### Source passage

[R-pkg-devel] Submission to CRAN when package needs personal data (API key)

On 7 Sep 2018, at 02:16, Duncan Murdoch <murdoch.duncan at gmail.com> wrote:

On 06/09/2018 10:32 AM, Hadley Wickham wrote:
On Wed, Sep 5, 2018 at 3:03 PM Duncan Murdoch <murdoch.duncan at gmail.com> wrote:
On 05/09/2018 2:20 PM, Henrik Bengtsson wrote:
I take a complementary approach; I condition on, my home-made,
R_TEST_ALL variable.  Effectively, I do:

if (as.logical(Sys.getenv("R_TEST_ALL", "FALSE"))) {
    ...
}

and set R_TEST_ALL=TRUE when I want to run that part of the test.  You
can also imagine refined versions of this, e.g. R_TEST_SETS=foo,bar
and test scripts with:

if ("foo" %in% strsplit(Sys.getenv("R_TEST_SETS"), split="[, ]+")[[1]]) {
    ...makes no assumption
}

That avoids making assumptions on where the tests are submitted/run,
may it be CRAN, Bioconductor, Travis CI, ...
This is the right way to do it.
I would like to gently push back on this assertion: if CRAN set an
environment variable we would have one single convention that all
packages could rely on.
When packages delete tests just for CRAN, the quality of the repository suffers.
Absolutely. But in some cases. But t the moment, one is forced to use workarounds if test **can** not be run on CRAN (API keys, computing times, ?) but should be run on local tests. It would make much more sense if there would be a standardised way of dealing with this.
Users should be able to check an install by running the tests that passed on CRAN and seeing them pass on their system as well.
Also agreed - so if the user sets the environmental variable CRAN for the test, the CRAN tests are executed (as today), if not set, the extended tests are executed.
The current system relies on each package
author evolving their own solution. This makes life difficult when you
are running local reverse dependency checks: there is no way to
systematically assert that you want to run tests in a way as similar
as possible to CRAN.
Most packages don't need to evolve anything:  the CRAN tests are sufficient.
But there seems to be a need to exclude certain tests, due to various reasons.

I know that the CRAN maintainers already have a very large workload,
and I hate to add to it, but setting CRAN=1 in a few profile files
doesn't seem excessively burdensome.
It would be easy to do that, but then CRAN wouldn't be testing the same things that users would test.
See my comment above.
A user might see a test failure that didn't happen on CRAN, and suspect that there was something wrong with their install, when in fact it was an author trying to hide a deficiency in their package from CRAN.

######
### Extracted material

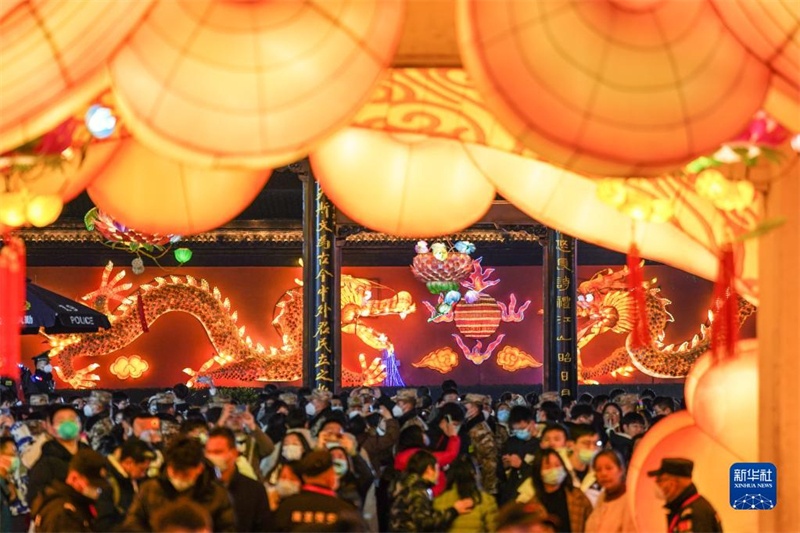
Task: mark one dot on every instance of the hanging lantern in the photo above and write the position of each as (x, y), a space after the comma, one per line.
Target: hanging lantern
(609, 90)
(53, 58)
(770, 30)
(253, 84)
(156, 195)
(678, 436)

######
### Extracted material

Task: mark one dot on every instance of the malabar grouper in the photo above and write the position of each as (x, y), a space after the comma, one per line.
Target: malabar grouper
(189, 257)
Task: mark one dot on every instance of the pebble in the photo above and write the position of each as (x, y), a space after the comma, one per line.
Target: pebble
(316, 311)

######
### Extracted material

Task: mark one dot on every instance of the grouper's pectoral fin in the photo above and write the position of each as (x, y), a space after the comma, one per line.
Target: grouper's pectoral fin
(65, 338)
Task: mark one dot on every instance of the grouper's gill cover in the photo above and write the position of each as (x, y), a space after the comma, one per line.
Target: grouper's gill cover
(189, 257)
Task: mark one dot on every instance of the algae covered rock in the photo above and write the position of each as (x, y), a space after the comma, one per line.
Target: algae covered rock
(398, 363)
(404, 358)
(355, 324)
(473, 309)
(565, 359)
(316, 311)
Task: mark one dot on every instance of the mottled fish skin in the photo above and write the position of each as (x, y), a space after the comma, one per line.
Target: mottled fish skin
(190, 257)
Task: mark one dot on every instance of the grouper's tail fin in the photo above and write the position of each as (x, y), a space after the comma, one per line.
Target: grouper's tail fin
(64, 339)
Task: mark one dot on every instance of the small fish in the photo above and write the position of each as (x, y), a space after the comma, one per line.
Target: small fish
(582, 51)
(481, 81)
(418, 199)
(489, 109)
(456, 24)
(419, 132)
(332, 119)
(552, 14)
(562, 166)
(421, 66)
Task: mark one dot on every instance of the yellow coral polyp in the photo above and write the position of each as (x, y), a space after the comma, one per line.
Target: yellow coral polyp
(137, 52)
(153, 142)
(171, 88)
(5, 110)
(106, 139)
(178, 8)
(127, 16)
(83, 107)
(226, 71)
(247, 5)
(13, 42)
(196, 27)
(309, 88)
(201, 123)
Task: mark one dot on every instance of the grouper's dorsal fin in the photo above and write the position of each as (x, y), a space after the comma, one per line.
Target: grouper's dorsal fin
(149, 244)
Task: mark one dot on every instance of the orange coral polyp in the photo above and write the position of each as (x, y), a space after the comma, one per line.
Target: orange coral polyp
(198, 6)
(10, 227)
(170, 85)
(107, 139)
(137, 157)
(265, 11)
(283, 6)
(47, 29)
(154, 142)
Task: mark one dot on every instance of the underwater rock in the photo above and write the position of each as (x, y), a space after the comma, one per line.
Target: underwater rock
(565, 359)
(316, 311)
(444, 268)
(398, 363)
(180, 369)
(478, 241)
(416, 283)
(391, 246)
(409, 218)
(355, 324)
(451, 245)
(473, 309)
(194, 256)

######

*Requirement 1*. In the mailing-list thread, why is setting CRAN=1 in profile files rejected, even though doing so would be easy? Answer in one to three sentences.
*Requirement 2*. Tally the lines of the listing that contain the string "yellow", with case counting. How many are there? Give only the number.
The mailing-list thread and the listing are unrelated pieces of material.

*Task solution 1*. With that variable set, CRAN would no longer test the same things users test. A user could then see a test fail that never failed on CRAN and suspect a problem with their install, when the author had actually hidden a deficiency in the package from CRAN.

*Task solution 2*. 2